[Extracted data]:
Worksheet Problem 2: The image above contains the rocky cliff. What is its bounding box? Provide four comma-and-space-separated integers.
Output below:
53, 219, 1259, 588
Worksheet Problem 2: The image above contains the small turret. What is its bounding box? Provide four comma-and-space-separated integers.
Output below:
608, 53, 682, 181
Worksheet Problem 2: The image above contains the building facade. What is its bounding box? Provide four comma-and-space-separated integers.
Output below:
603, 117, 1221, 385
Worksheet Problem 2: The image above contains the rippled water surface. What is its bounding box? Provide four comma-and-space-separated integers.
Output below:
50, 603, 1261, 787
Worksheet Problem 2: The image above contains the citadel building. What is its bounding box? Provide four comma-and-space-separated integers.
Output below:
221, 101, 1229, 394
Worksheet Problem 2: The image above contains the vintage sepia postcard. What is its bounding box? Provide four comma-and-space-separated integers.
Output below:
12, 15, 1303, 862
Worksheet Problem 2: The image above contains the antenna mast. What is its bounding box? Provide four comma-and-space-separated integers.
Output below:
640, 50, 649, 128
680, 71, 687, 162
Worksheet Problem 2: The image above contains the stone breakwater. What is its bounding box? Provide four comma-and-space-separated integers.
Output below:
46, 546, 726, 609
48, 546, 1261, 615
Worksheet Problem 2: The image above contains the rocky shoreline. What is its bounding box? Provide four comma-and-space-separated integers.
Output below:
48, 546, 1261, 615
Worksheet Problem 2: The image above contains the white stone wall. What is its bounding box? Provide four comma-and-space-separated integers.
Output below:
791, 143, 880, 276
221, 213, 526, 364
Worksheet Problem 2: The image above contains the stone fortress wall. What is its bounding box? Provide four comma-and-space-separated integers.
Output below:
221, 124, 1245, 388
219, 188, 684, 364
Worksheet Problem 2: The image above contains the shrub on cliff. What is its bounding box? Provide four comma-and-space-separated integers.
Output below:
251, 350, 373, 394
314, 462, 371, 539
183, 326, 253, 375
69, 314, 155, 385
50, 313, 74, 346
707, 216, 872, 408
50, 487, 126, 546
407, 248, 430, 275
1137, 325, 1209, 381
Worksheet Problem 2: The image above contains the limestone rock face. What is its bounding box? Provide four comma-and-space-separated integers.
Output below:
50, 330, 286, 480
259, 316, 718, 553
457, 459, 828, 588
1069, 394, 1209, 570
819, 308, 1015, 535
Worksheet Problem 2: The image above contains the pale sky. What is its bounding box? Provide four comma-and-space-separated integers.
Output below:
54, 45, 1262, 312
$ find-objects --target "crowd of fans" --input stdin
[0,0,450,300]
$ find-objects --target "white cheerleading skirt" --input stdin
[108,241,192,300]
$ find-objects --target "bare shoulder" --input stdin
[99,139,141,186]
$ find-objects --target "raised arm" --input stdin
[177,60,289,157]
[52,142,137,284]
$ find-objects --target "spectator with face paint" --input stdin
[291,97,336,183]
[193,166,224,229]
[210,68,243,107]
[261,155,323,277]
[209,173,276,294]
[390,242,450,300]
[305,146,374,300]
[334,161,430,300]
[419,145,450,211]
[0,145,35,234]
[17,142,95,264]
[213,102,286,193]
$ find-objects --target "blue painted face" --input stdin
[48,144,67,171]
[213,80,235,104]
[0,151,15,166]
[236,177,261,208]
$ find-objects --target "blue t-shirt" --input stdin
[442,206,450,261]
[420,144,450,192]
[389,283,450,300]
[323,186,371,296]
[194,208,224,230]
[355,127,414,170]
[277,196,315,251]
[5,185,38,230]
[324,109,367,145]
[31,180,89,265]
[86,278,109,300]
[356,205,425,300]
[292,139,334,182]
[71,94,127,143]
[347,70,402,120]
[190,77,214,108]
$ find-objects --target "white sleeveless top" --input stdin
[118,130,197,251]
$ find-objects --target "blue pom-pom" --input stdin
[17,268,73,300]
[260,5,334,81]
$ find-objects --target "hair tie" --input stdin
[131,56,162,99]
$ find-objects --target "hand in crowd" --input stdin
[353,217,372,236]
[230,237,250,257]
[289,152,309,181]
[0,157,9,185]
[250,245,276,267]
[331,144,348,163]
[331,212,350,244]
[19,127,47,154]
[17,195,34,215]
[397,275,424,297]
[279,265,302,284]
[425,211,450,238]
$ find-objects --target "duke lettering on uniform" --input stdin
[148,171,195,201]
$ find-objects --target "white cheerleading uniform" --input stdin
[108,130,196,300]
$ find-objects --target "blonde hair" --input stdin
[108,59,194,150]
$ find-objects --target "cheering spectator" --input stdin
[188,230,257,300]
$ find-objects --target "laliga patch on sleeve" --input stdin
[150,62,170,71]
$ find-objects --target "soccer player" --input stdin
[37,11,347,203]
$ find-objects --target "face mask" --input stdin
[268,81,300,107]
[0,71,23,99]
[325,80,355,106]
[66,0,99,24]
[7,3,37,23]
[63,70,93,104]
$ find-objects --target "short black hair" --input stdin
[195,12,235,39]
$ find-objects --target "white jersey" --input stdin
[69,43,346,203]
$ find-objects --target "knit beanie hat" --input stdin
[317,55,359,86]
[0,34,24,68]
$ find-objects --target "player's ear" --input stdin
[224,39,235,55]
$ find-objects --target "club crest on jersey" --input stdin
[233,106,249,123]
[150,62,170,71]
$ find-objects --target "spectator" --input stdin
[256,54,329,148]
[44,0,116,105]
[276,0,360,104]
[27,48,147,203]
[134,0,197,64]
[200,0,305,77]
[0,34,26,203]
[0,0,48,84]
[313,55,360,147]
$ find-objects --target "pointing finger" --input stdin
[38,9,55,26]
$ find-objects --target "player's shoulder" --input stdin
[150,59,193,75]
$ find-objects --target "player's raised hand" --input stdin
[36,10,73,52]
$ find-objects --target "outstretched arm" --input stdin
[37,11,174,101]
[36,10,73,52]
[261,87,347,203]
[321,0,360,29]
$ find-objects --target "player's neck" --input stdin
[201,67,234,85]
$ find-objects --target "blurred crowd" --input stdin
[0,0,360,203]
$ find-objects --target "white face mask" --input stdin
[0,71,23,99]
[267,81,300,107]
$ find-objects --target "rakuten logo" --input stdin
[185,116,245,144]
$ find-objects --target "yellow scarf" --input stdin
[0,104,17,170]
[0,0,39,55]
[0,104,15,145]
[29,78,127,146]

[Stated exercise]:
Above are some records; repeat all of them exactly.

[Written answer]:
Worksheet Problem 2: The image above contains the rocky cliff. What is its bounding box? Provide four comma-and-space-separated integers.
Output below:
53, 219, 1259, 588
Worksheet Problem 2: The image above contains the small turret. What is its bounding box? Provide four comma-and-space-separated integers.
Output below:
608, 53, 682, 181
Worksheet Problem 2: The image above contains the building facade. What is its bounding box? Provide four comma-and-space-separated integers.
Output below:
603, 117, 1221, 385
Worksheet Problem 2: The image above contains the rippled water surface. What is its bounding box? Provide four comma-and-space-separated integers.
Output below:
50, 603, 1261, 787
Worksheet Problem 2: The image above contains the citadel building. What is its bounding box? Provide four comma-and-space-separated integers.
Output below:
221, 101, 1229, 394
Worksheet Problem 2: The image above contains the vintage sepia postcard. What is its bounding box? Provide four comma-and-space-separated integers.
Output below:
12, 15, 1303, 862
Worksheet Problem 2: The image above contains the antenna mast. What is its bounding box? Provide four comma-and-space-separated integers.
Output below:
640, 50, 649, 128
680, 71, 687, 162
Worksheet Problem 2: The image above contains the stone breakwater. What is its bounding box? Provide four comma-and-space-separated integers.
Output below:
46, 546, 726, 609
48, 546, 1261, 615
Worksheet Problem 2: The image above contains the rocky shoreline. What is its bounding box? Provide four comma-and-space-separated integers.
Output below:
48, 546, 1261, 615
Worksheet Problem 2: The image above contains the white stone wall. What is its bounding box? Provide four comma-and-space-separated integers.
Output below:
791, 143, 880, 276
221, 213, 526, 364
Worksheet Problem 2: The image above contains the stone fortress wall. What is its bounding box? Provide four comma-and-space-separated integers.
Output below:
221, 124, 1245, 388
219, 188, 684, 364
Worksheet Problem 2: The image above contains the shrub on cliff. What is its bounding box? Provide four comma-and-space-separated integers.
Output below:
251, 350, 373, 394
314, 462, 371, 539
183, 326, 253, 375
69, 314, 155, 385
50, 313, 74, 346
707, 216, 872, 408
50, 487, 126, 546
407, 248, 430, 275
1137, 325, 1209, 381
Worksheet Problem 2: The image above contains the limestone rock face. What is its bounding box? Provide four comma-and-space-separated integers.
Output below:
50, 330, 286, 480
259, 316, 718, 553
457, 459, 828, 588
1069, 394, 1209, 570
819, 308, 1015, 535
Worksheet Problem 2: The image above contains the pale sky. What is its bounding box? Provide four comma-and-space-separated integers.
Output below:
54, 45, 1262, 312
$ find-objects --target "crowd of fans" --input stdin
[0,0,450,300]
$ find-objects --target "white cheerleading skirt" --input stdin
[108,241,192,300]
$ find-objects --target "bare shoulder" --input stdin
[99,139,141,186]
$ find-objects --target "raised arm" --input stdin
[177,60,289,157]
[52,142,137,284]
$ find-objects --target "spectator with face paint" --input stdin
[291,97,336,183]
[193,166,224,229]
[210,68,243,107]
[261,155,323,277]
[209,173,276,294]
[390,242,450,300]
[305,146,374,300]
[334,161,430,300]
[419,145,450,211]
[0,145,35,234]
[17,142,95,264]
[213,102,286,193]
$ find-objects --target "blue painted face" --input stdin
[48,144,67,171]
[213,80,235,104]
[0,151,15,166]
[236,177,261,208]
$ find-objects --target "blue t-shirt" --input stdin
[442,206,450,261]
[420,144,450,192]
[389,283,450,300]
[323,186,371,296]
[194,208,224,230]
[355,127,414,170]
[277,196,315,251]
[5,185,38,230]
[324,109,367,145]
[31,180,89,265]
[86,278,109,300]
[356,205,425,300]
[292,139,334,182]
[71,94,127,143]
[347,70,402,120]
[190,77,214,108]
$ find-objects --target "white sleeveless top" --input stdin
[118,130,197,251]
$ find-objects --target "blue pom-pom" --input stdin
[17,268,73,300]
[260,5,334,81]
$ find-objects --target "hair tie" --input stdin
[131,56,162,99]
$ find-objects --target "hand in crowd" --input stdin
[353,217,372,236]
[230,237,250,257]
[289,152,309,181]
[0,157,9,185]
[250,245,276,267]
[331,144,348,163]
[331,212,350,244]
[19,127,47,154]
[17,195,34,215]
[397,275,424,297]
[279,265,302,284]
[425,211,450,238]
$ find-objects --target "duke lettering on uniform" --input stdin
[148,171,195,201]
$ find-objects --target "white cheerleading uniform" --input stdin
[108,130,196,300]
$ find-objects --target "blonde hair" --input stdin
[108,59,194,150]
$ find-objects --target "cheering spectator" --input stdin
[188,230,257,300]
$ find-objects --target "laliga patch on sleeve" --input stdin
[150,62,170,71]
$ find-objects --target "soccer player" --input stdin
[37,11,347,203]
$ find-objects --target "face mask" --input stdin
[268,81,300,107]
[0,71,23,99]
[325,80,355,106]
[66,0,99,24]
[7,3,37,23]
[63,70,93,104]
$ find-objects --target "short black hair" --input stdin
[195,12,235,39]
$ find-objects --target "white jersey" --input stdin
[69,43,346,203]
$ find-objects --target "knit beanie hat" --input stdin
[317,55,359,86]
[0,34,24,68]
$ find-objects --target "player's ear" --input stdin
[224,39,235,55]
$ find-objects --target "club crest on jersey" --input stdin
[233,106,249,123]
[150,62,170,71]
$ find-objects --target "spectator" --input stdin
[256,54,329,148]
[44,0,116,105]
[276,0,360,104]
[27,48,147,203]
[134,0,197,64]
[200,0,305,77]
[0,34,26,203]
[0,0,48,84]
[313,55,360,147]
$ find-objects --target "pointing finger" --input stdin
[38,9,55,26]
$ find-objects --target "player's shoulder" --input stdin
[150,59,193,75]
$ find-objects --target "player's raised hand" --input stdin
[36,10,73,52]
$ find-objects --target "outstretched arm" --input stdin
[37,11,174,101]
[36,10,73,52]
[261,87,347,203]
[321,0,360,29]
$ find-objects --target "player's neck" --input stdin
[201,67,234,85]
$ find-objects --target "blurred crowd" --input stdin
[0,0,360,203]
$ find-objects --target "white face mask" --input stdin
[0,71,23,99]
[267,81,300,107]
$ find-objects --target "rakuten logo" --input stdin
[185,116,245,144]
$ find-objects --target "yellow scarf" --input stdin
[0,104,17,170]
[0,0,39,55]
[0,104,15,145]
[29,78,127,146]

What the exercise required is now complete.